Begin

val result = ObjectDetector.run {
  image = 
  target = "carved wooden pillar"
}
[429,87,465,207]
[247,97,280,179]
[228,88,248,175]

End

### Work to be completed
Please rescale the listing above by writing out all of its lines again, requests included, with every bounding-box coordinate in the answers multiplied by 0.9 and rounded to a whole number, halves rounding up.

### Result for this task
val result = ObjectDetector.run {
  image = 
  target = "carved wooden pillar"
}
[386,78,419,186]
[222,87,252,161]
[205,79,223,158]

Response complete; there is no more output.